Work task 1 →
In the retro ad post, reproduce the passage from "Remember when ads" to "us the story.", substituting "catalog" for "magazine".
Work task 2 →
Translate this sentence from the retro ad post into Spanish: "As a kid, the thought of getting money for games you’d already played through (and thus theoretically had no more use for) was an exciting one."
Work task 3 →
List every body part that the caption beneath the ad's title in the retro ad post counts, with its number.

Quoted passage →
——————

[ Retro Scan of the Week ] Screaming for Games

May 10th, 2010 by Benj Edwards

Top Ad - circa 1993One eyeball, two pupils, eight fingers, ten teeth. Just like momma.

Remember when ads like this haunted the back of every video game magazine? As a kid, the thought of getting money for games you’d already played through (and thus theoretically had no more use for) was an exciting one. But the truth about used game buyers always ended up disappointing — any business that hoped to make a profit by selling used video games could only afford to offer you a few bucks per title. That’s why I never sold any of them.

[ From Electronic Gaming Monthly, circa 1993 ]

Discussion Topic of the Week: Have you ever regretted selling any of your video games? If so, tell us the story.

12 Responses to “[ Retro Scan of the Week ] Screaming for Games”

  1. Geoff V. Says:

    Yeah, I sold ‘EarthSiege’ to a used game store for 3 or 4 dollars of store credit. It wasn’t worth it.

  2. SirPaul Says:

    I remembered having to sell my entire NES collection, as well as most of my SNES collection so my parents can afford our first IBM-compatible computer in 1993. It was definitely more powerful than either system, but it lacked the nostalgia… until I learned about emulation 5 years later.

——————

(Natural language region descriptions)
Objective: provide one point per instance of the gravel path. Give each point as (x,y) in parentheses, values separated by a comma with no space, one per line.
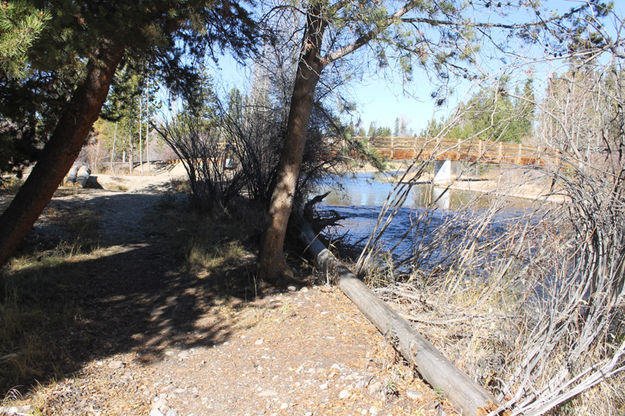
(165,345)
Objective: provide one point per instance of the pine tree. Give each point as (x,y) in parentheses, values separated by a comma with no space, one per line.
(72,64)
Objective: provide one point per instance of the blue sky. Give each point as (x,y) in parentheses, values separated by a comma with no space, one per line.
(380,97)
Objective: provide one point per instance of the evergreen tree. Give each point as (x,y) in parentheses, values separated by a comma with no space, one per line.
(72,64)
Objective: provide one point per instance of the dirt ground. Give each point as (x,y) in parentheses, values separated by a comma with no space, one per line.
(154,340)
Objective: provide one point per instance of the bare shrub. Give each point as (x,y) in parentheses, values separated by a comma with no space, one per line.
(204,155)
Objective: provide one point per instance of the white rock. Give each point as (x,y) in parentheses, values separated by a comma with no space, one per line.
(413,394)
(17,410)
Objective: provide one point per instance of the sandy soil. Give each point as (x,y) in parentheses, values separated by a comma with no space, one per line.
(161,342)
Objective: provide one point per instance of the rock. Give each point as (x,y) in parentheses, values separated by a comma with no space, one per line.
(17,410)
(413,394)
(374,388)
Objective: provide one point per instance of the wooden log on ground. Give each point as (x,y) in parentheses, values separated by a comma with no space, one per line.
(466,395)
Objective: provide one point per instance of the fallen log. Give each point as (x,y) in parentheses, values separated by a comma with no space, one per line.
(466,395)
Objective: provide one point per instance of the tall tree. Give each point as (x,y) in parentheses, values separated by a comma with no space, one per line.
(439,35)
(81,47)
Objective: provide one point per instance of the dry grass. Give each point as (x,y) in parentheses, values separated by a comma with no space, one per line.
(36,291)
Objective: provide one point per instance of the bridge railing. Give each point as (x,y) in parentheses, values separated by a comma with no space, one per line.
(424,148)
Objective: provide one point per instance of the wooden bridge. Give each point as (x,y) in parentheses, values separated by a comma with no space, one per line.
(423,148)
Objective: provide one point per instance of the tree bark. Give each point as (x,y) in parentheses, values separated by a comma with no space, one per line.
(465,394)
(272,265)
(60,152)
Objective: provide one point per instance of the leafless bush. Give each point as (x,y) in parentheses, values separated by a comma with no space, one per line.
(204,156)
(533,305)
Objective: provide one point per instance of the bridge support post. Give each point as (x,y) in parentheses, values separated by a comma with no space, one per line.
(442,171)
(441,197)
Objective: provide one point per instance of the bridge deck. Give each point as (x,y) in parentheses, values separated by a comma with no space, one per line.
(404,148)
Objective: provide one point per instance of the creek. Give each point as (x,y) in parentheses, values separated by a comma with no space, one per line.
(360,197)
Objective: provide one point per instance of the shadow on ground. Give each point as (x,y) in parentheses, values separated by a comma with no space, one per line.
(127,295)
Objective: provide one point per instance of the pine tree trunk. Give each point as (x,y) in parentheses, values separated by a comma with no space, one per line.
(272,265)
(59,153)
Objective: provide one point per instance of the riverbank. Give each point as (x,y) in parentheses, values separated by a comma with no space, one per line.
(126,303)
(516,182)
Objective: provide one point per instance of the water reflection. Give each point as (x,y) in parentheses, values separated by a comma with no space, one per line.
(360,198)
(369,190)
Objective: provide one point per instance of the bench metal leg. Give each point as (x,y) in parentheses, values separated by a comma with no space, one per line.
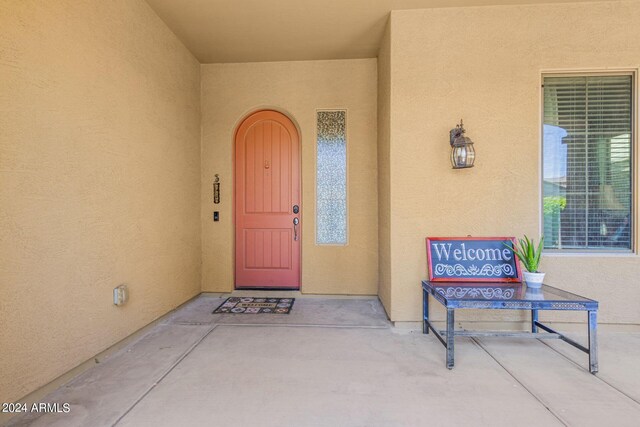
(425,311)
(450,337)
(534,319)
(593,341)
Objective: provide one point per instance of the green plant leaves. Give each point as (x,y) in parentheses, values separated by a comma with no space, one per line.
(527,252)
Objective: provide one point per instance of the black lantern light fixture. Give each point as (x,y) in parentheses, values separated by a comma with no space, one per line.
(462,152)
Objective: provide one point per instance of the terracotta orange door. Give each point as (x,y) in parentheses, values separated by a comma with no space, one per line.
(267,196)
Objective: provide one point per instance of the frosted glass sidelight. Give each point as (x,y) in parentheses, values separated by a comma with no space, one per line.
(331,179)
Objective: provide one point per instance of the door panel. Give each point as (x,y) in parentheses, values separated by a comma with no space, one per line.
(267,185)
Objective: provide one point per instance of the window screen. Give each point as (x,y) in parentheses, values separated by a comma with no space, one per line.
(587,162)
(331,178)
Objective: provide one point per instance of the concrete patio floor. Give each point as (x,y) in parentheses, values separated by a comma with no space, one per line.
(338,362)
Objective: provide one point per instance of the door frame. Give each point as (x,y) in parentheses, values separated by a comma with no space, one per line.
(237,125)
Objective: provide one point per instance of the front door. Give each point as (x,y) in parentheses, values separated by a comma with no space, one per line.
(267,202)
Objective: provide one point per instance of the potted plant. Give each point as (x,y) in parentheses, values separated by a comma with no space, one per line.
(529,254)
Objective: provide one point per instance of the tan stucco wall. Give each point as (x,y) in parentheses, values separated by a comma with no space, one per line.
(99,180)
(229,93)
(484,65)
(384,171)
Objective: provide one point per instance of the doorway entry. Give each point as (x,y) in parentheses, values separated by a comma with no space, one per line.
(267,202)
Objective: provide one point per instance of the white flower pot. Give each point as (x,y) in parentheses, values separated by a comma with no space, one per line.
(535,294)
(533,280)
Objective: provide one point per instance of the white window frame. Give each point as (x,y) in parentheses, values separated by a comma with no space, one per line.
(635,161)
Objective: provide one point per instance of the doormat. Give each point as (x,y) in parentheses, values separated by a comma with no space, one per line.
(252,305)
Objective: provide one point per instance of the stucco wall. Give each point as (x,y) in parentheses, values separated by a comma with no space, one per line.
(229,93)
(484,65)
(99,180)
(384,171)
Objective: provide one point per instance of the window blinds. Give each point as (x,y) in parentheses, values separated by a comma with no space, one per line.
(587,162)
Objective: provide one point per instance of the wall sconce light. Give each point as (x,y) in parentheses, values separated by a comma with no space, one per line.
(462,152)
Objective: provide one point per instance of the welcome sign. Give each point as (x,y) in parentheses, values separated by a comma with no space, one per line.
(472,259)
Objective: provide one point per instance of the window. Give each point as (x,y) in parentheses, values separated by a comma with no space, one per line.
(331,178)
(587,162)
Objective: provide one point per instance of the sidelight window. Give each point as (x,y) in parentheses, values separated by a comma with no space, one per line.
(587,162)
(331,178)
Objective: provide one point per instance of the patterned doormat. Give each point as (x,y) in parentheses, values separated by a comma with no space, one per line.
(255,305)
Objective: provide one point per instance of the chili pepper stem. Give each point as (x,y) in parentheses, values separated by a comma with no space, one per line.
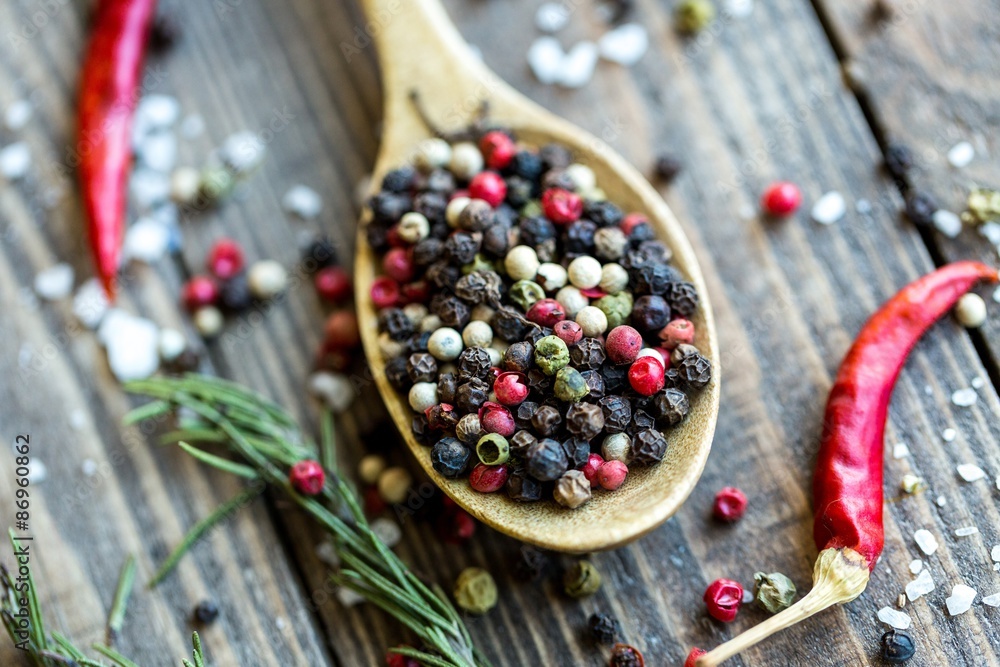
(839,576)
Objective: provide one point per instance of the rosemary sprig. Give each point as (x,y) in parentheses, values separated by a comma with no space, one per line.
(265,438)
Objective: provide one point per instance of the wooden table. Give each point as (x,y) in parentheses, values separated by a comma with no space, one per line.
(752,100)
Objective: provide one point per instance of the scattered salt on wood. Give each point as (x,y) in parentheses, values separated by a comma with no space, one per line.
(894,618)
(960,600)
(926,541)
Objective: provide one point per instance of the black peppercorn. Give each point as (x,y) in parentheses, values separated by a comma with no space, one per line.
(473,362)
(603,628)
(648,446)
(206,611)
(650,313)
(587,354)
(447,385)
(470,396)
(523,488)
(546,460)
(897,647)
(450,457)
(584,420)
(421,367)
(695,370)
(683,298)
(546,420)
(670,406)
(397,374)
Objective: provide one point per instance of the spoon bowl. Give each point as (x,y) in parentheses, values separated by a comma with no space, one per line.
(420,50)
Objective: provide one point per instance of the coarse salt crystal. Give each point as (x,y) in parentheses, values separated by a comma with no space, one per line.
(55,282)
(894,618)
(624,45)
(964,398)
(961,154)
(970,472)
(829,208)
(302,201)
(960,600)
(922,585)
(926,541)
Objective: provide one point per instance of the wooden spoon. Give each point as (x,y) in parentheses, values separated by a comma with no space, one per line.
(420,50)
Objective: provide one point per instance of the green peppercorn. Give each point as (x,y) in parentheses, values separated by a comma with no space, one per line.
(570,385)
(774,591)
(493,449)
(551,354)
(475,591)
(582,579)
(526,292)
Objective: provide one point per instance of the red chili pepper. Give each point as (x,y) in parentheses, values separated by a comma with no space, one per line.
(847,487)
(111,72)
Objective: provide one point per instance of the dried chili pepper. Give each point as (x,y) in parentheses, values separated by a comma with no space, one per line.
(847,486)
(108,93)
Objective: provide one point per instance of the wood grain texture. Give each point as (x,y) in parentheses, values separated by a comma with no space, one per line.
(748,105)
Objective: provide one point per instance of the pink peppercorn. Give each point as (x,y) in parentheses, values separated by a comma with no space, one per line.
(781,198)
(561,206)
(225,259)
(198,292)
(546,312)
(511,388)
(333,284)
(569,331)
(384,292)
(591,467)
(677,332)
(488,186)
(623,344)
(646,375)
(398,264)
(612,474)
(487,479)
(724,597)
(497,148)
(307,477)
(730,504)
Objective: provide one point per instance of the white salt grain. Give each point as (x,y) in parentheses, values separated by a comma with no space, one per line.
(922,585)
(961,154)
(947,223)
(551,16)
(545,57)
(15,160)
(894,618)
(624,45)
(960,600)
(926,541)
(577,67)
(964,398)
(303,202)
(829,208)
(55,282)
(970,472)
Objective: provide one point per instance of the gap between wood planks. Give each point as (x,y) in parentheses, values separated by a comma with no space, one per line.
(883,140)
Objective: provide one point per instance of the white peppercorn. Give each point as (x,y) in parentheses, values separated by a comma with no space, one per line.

——————

Solution 1 →
Remember when ads like this haunted the back of every video game catalog? As a kid, the thought of getting money for games you’d already played through (and thus theoretically had no more use for) was an exciting one. But the truth about used game buyers always ended up disappointing — any business that hoped to make a profit by selling used video games could only afford to offer you a few bucks per title. That’s why I never sold any of them.

[ From Electronic Gaming Monthly, circa 1993 ]

Discussion Topic of the Week: Have you ever regretted selling any of your video games? If so, tell us the story.

Solution 2 →
De niño, la idea de obtener dinero por juegos que ya habías terminado (y que, por lo tanto, en teoría ya no te servían) resultaba emocionante.

Solution 3 →
- One eyeball
- Two pupils
- Eight fingers
- Ten teeth